### Named-object pointing entries:
------------------------------------------------------------

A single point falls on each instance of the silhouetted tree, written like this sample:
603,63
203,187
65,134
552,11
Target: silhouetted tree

------------------------------------------------------------

### Goal:
Reproduce each of the entries above line for line, with no changes.

### Reply:
A single point falls on each instance of the silhouetted tree, written like this sample:
603,63
203,187
65,134
552,11
Target: silhouetted tree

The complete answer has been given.